== TASK SET ==
A. In the passage about Saint Brigid, what other name is she known by because of her ability to facilitate the opening of hearts?
B. Show every line of the rows that contains the word "apartment". Case counts.

== GIVEN PASSAGE ==
● ● ● ● ●

Another folk tradition the Irish practice is leaving a piece of clothing or strip of cloth outside for Brigid to bless. The head of the household will smother the fire and rake the ashes smooth. In the morning, the family will look for some kind of mark on the ashes, a sign that Brigid has passed that way in the night or morning. The clothes or strips of cloth are brought inside, and believed to now have powers of healing and protection.

Brigid, whose name also means Bride, blesses women preparing for marriage and assists midwives. Throughout her life, she became well-known for her common sense and her holiness. She is known for helping us receive divine guidance and prophetic abilities. She serves as the patroness of dairy farmers and cattle and is one of the two great Saints of Ireland alongside Saint Patrick.

Brigid expressed great compassion throughout her life and her energy is akin to that of the Blessed Mother Mary. She is also known as Mary of the Gaels because of her ability to facilitate the opening of hearts.

● ● ● ● ●

== DATA SECTION ==
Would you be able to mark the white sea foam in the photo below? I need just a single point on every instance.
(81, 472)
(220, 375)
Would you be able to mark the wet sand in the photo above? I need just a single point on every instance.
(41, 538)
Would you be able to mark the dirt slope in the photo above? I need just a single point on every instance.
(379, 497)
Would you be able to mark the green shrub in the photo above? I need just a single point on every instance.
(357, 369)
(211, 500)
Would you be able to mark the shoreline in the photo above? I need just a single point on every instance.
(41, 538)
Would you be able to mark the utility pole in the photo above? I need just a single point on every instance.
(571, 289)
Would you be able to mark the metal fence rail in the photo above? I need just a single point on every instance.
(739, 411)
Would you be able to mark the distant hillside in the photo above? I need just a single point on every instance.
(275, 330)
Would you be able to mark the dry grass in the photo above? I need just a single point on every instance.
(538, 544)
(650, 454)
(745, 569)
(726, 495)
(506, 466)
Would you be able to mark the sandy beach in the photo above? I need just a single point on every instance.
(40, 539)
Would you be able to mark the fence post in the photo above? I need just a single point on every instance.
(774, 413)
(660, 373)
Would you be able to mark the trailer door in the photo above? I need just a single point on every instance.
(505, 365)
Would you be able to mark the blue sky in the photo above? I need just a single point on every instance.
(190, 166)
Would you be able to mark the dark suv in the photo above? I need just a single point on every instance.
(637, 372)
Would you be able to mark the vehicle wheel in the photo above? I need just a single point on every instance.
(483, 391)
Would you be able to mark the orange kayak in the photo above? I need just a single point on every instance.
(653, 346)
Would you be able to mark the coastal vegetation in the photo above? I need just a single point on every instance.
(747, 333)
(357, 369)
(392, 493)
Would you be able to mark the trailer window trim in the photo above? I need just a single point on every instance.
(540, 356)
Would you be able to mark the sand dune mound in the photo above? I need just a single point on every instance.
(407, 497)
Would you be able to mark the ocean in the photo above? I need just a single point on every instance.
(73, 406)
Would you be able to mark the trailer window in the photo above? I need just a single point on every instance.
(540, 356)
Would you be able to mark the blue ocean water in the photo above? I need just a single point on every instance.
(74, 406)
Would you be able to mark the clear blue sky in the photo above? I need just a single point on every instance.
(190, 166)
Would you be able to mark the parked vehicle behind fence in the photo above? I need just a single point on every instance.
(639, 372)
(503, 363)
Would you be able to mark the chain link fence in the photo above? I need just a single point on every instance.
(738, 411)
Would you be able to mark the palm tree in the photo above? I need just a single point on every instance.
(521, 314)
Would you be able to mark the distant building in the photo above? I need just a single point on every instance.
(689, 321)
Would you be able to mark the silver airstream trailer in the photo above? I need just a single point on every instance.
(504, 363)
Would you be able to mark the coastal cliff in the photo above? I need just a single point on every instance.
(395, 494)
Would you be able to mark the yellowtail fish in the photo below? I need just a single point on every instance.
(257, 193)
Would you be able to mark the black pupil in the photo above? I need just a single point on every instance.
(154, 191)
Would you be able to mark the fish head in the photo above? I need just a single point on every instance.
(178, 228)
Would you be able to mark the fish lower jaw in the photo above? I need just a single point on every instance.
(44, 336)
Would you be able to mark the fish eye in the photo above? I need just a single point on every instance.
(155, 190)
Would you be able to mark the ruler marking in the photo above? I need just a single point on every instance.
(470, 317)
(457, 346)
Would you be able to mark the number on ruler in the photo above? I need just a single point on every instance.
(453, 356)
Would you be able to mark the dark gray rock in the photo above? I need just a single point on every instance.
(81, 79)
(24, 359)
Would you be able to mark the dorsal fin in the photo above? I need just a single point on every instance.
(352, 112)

● ● ● ● ●

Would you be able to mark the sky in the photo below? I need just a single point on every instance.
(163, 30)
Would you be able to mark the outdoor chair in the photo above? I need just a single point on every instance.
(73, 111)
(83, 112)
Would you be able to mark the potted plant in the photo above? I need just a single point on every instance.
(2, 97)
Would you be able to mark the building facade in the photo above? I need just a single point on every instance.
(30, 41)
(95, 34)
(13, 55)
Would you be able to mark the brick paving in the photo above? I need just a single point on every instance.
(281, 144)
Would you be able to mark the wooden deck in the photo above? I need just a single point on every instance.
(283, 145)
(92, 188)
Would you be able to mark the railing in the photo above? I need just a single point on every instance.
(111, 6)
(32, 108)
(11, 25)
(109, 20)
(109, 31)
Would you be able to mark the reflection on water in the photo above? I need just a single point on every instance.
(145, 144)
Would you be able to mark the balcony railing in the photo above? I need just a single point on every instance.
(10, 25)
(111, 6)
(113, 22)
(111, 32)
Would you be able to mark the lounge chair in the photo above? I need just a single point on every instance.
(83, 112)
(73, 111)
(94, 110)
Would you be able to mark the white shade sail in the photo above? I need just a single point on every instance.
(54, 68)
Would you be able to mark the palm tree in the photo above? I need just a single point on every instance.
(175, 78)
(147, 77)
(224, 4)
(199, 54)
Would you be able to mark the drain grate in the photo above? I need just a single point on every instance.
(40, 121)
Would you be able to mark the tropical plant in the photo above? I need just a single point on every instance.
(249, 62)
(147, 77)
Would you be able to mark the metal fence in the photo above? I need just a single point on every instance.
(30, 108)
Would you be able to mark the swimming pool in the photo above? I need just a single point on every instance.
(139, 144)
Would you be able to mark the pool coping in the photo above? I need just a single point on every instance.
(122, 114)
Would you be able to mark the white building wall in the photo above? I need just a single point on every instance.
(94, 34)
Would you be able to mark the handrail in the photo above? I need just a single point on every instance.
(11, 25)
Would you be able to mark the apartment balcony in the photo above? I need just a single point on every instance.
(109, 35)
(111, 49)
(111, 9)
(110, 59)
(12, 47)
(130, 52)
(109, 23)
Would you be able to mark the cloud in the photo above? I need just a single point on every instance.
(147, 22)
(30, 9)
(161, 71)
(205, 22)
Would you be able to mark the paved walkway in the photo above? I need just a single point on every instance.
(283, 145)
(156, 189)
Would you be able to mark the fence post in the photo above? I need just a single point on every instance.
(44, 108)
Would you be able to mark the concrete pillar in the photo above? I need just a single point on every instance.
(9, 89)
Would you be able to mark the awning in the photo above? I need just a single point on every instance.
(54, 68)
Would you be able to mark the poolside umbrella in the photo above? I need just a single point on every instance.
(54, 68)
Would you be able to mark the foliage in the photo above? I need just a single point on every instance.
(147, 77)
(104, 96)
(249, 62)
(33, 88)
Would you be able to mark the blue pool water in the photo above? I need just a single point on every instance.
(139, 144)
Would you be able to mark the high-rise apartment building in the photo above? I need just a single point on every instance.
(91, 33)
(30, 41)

● ● ● ● ●

== ANSWERS TO THE TASKS ==
A. Mary of the Gaels

B.
Would you be able to mark the apartment balcony in the photo above? I need just a single point on every instance.
Would you be able to mark the high-rise apartment building in the photo above? I need just a single point on every instance.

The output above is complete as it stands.